IHRE AUFGABE ->
Beantworten Sie anhand des Artikels über die Steinwürfe auf der B2 diese Fragen:
(a) Wie viele Würfe auf vorbeifahrende Autos hat es nördlich von Augsburg mittlerweile mindestens gegeben?
(b) Welche Kliniken leitet Dr. Frank Reuther, und an welchem Krankenhaus?
(c) Wer begeht aus Sicht des Psychologen keine derartigen Straftaten?

QUELLENAUSZUG ->
----

Dr. med. Frank Reuther

Wer so etwas tut, der will niemanden schädigen, sondern der will selbst Anerkennung erfahren, indem beispielsweise über seine Taten öffentlich berichtet wird. Sollten die mittlerweile mindestens 20 Würfe der Steinewerfer auf vorbeifahrende Autos auf der Bundesstraße 2 nördlich von Augsburg das Resultat von Frustbewältigung sein?

Dr. Frank Reuther, Leiter der Kliniken für Neurologie und Psychiatrie am Bundeswehrkrankenhaus in Ulm und erfahrener Gerichtsgutachter, kennt die generelle Problematik, die hinter dem lebensgefährlichen Tun steckt.

Polizei meldet weitere Stein-Anschläge auf der B2

„Nur“ zwei Verletzte: Eine Frau, die von einem Stein getroffen wurde, nachdem das Wurfgeschoss die Windschutzscheibe ihres Autos auf der Bundesstraße 2 bei Gersthofen durchschlagen hatte und eine Fahrerin, der von Glassplittern in die Hand geschnitten wurde, nachdem seine Windschutzscheibe bei Nordendorf nach einem Steinwurf zersplitterte. Es dürfte reines Glück sein, dass es bislang bei den Angriffen der Steinewerfer auf Fahrzeuge auf der autobahnähnlichen Straße nicht zu schlimmeren Unfällen mit Schwerverletzten oder gar Toten gekommen ist. Wie so oft bei Straftätern schrecke auch bei Steinewerfern & Co. die Aussicht auf hohe Strafen nicht ab, weiß Psychologe Reuther. Zuvorderst gehe es um einen Form der Selbstbestätigung, die aus derartigen Taten bezogen werde.

Beschädigtes Panoramadach des Audi

Wer Selbstbestätigung und Erfolg aus dem Beruf, seiner Familie, privatem Engagement erfahre, der begehe aus Sicht des Psychologen keine derartigen Straftaten. Wer mit so etwas nicht aufwarten könne, der suche sich ein anderes Feld, um dieses Defizit zu kompensieren. Und lande im schlimmsten Fall in der Kriminalität. Nicht selten seien Prominente nur deswegen angegriffen, gar umgebracht worden, weil der Täter berühmt sein wollte.

----

Gespeicherte Dateneinträge
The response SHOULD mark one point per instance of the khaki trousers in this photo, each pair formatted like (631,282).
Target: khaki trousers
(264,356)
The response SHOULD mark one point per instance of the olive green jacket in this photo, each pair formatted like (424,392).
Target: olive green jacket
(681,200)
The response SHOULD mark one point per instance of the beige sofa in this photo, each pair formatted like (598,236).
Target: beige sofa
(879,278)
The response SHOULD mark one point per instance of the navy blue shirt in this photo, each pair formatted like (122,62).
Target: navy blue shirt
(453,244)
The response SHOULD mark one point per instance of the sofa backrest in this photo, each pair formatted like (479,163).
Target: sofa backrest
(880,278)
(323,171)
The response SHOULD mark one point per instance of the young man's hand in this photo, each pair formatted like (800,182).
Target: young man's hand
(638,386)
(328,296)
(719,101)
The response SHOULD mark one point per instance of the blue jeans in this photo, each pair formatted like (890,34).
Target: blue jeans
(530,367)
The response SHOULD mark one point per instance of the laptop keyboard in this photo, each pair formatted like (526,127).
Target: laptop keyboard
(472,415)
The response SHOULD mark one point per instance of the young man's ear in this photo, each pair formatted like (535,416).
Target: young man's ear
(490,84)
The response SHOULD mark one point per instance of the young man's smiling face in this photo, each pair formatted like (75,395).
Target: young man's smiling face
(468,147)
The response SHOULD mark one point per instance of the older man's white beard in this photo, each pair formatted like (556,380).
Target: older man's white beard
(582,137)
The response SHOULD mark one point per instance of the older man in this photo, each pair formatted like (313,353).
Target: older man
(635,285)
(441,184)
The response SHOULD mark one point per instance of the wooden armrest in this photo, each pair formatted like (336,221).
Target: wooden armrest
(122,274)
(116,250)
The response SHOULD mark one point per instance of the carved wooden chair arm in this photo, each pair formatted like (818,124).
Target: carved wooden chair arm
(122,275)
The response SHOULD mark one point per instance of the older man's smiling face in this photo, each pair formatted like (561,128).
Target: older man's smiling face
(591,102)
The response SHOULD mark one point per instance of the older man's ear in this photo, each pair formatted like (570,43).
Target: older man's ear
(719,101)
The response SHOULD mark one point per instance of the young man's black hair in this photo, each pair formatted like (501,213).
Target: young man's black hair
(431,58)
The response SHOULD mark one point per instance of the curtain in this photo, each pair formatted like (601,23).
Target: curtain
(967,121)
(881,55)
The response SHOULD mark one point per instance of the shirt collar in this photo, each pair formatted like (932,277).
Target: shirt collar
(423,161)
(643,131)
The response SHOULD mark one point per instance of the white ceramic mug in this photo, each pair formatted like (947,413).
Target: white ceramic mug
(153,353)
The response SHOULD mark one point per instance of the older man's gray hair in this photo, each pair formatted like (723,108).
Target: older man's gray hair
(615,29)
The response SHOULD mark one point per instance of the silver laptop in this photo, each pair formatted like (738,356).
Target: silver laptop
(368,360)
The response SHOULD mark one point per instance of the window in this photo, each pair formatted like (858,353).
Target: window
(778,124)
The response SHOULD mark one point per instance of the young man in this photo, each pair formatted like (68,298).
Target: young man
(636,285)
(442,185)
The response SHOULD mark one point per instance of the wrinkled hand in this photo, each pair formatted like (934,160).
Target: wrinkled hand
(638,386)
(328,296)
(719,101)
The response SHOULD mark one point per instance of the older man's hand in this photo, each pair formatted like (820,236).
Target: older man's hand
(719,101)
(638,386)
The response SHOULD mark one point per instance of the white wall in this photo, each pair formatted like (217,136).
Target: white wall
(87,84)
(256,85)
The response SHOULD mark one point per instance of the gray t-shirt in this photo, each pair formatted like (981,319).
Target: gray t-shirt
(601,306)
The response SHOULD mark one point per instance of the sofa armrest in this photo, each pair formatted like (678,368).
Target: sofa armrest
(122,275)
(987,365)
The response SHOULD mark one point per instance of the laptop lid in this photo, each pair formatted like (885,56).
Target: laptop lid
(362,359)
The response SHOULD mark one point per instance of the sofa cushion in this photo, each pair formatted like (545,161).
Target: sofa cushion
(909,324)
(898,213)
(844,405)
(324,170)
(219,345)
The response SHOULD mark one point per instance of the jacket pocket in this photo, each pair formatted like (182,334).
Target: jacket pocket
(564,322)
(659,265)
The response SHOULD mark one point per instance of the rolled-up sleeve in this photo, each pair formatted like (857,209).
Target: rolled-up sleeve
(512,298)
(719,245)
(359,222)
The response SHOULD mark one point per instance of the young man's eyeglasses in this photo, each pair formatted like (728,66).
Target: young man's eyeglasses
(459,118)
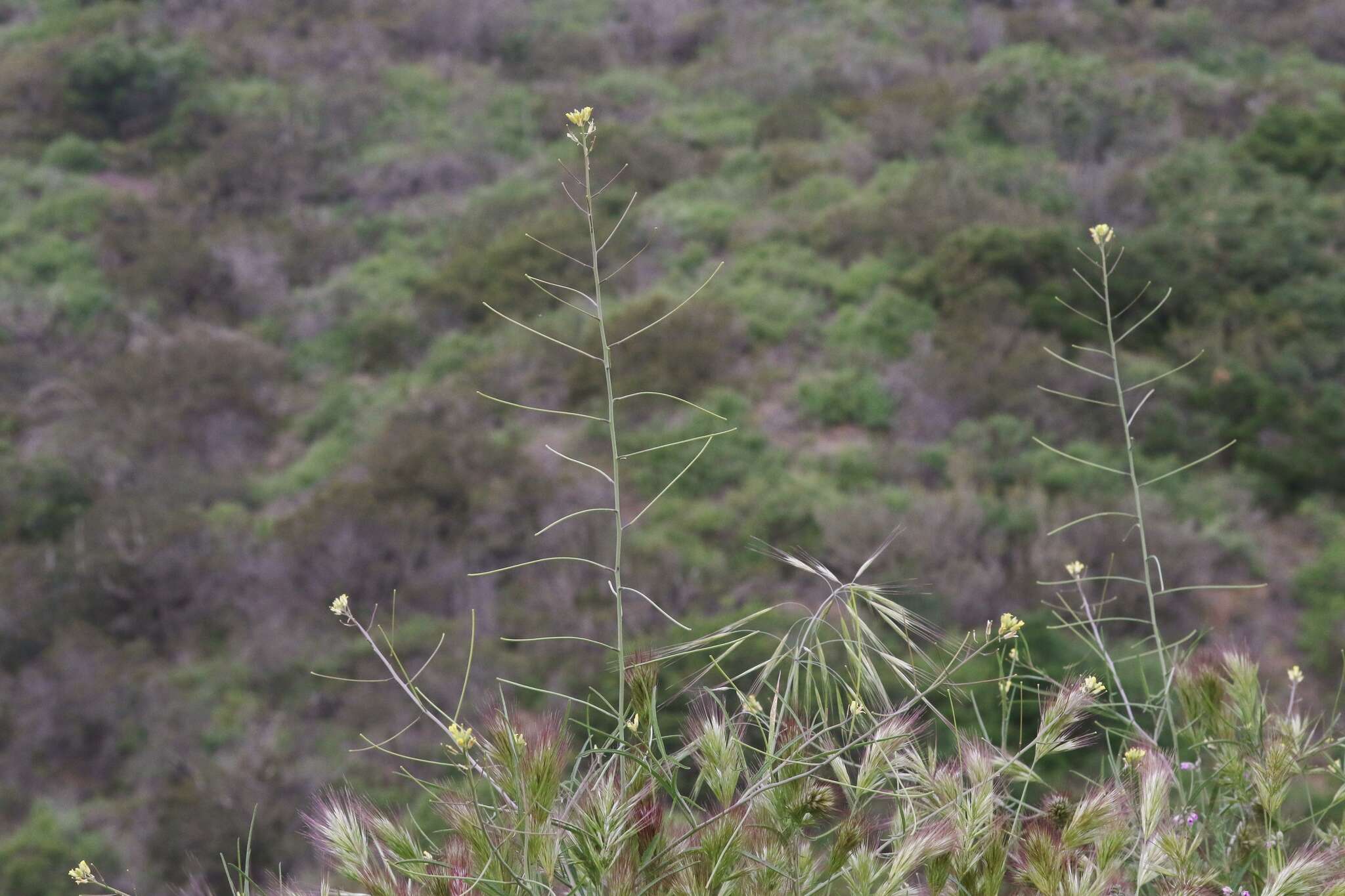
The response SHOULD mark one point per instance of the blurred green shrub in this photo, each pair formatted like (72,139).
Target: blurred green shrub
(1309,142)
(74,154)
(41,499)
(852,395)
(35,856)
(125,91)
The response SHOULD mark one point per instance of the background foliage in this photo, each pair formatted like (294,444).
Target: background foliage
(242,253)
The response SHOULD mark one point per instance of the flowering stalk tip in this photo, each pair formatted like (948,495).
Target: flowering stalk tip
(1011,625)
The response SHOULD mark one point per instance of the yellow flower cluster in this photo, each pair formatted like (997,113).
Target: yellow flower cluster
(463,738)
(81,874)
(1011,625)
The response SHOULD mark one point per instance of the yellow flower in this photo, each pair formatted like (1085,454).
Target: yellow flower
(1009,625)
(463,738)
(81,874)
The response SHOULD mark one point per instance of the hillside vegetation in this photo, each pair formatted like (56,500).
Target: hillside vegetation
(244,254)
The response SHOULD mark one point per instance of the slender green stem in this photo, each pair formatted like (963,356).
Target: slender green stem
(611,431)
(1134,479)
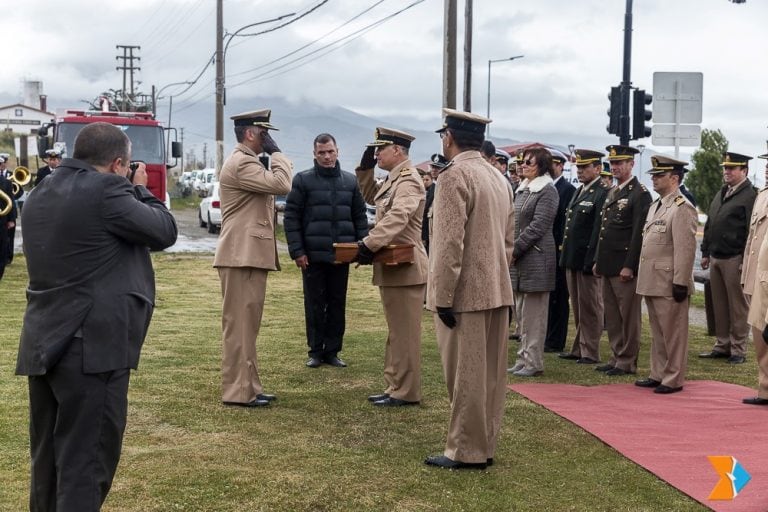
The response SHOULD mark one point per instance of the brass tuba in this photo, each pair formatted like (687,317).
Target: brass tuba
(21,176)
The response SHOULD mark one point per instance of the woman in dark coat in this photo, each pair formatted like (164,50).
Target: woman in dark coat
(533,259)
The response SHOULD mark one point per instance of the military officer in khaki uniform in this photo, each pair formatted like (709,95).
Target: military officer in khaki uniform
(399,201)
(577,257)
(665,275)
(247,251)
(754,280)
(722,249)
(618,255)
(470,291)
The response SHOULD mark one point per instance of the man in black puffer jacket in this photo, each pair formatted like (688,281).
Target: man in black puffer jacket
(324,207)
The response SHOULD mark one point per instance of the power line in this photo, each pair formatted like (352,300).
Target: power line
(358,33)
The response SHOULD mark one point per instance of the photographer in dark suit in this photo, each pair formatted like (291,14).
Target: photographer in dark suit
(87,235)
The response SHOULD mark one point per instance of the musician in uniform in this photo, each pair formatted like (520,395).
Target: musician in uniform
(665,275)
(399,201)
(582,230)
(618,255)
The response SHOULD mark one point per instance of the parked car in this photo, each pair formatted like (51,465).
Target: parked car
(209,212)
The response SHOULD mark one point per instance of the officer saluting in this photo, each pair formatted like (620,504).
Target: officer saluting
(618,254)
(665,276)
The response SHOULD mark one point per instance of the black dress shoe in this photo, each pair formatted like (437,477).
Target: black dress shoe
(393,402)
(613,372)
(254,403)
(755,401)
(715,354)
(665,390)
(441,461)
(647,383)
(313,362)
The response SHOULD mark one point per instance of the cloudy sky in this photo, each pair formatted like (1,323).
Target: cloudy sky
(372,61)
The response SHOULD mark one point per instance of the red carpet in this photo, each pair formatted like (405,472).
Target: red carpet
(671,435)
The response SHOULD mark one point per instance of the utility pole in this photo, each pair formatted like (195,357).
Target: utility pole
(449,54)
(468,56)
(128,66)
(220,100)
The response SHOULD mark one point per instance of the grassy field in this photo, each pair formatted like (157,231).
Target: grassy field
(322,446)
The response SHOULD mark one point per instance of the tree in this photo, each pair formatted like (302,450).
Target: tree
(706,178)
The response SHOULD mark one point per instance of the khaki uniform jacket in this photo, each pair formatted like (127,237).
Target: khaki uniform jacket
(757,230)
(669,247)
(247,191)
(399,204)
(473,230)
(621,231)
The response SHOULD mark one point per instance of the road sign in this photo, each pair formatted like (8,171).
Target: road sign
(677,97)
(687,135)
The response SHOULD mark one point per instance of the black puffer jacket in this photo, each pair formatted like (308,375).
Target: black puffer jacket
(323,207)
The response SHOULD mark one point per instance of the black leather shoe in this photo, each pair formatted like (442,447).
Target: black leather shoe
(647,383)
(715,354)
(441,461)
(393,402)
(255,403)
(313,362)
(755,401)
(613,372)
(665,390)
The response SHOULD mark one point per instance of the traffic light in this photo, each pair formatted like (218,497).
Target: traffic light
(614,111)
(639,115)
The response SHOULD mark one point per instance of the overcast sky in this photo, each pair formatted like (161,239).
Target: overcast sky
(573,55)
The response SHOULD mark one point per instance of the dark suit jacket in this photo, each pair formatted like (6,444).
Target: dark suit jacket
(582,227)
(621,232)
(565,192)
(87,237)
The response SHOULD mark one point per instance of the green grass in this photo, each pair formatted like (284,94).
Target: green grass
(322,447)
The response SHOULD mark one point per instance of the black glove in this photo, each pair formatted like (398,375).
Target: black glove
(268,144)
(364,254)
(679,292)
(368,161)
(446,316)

----

LÖSUNG ->
(a) Mindestens 20.
(b) Die Kliniken für Neurologie und Psychiatrie am Bundeswehrkrankenhaus in Ulm.
(c) Wer Selbstbestätigung und Erfolg aus dem Beruf, seiner Familie oder privatem Engagement erfährt.